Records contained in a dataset
★ ★ ★ ★ ★

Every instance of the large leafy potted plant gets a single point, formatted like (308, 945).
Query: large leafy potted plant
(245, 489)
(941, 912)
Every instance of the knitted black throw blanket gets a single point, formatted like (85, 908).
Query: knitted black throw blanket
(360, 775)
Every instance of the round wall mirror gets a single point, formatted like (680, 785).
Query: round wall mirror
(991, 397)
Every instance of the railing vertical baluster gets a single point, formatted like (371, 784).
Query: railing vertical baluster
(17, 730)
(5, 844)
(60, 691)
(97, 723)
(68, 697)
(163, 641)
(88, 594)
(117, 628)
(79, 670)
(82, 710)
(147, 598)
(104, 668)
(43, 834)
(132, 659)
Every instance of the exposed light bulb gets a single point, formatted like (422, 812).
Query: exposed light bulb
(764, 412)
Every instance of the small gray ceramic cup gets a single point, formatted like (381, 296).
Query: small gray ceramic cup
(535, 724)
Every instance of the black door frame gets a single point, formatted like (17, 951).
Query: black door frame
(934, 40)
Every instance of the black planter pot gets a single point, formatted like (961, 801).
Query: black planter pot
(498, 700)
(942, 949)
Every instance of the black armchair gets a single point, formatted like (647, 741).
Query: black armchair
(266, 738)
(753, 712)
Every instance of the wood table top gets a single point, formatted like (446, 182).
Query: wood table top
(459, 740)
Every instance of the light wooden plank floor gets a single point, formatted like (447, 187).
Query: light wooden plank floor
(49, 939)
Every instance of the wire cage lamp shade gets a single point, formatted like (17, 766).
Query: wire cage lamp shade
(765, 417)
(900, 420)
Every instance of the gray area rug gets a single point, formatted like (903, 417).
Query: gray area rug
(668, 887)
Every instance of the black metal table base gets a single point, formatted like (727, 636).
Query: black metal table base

★ ★ ★ ★ ★

**Task requirements**
Take the lines above from the first through the one containing "Every instance of the exposed" and reproduce them exactly; include nothing else.

**Written answer**
Every instance of the large leafy potted plant gets a single point, formatted like (308, 945).
Query: large leafy potted plant
(245, 489)
(941, 912)
Every instance of the knitted black throw blanket gets a single point, formatted like (85, 908).
Query: knitted black throw blanket
(360, 775)
Every instance of the round wall mirror gets a single point, formatted like (680, 785).
Query: round wall mirror
(991, 397)
Every instance of the railing vertical baluster gets a single point, formatted like (371, 784).
Query: railing vertical baluster
(17, 730)
(5, 844)
(60, 691)
(97, 723)
(68, 697)
(163, 641)
(88, 594)
(117, 628)
(79, 670)
(82, 710)
(147, 598)
(104, 668)
(43, 834)
(132, 659)
Every instance of the exposed light bulb gets a single point, formatted like (422, 812).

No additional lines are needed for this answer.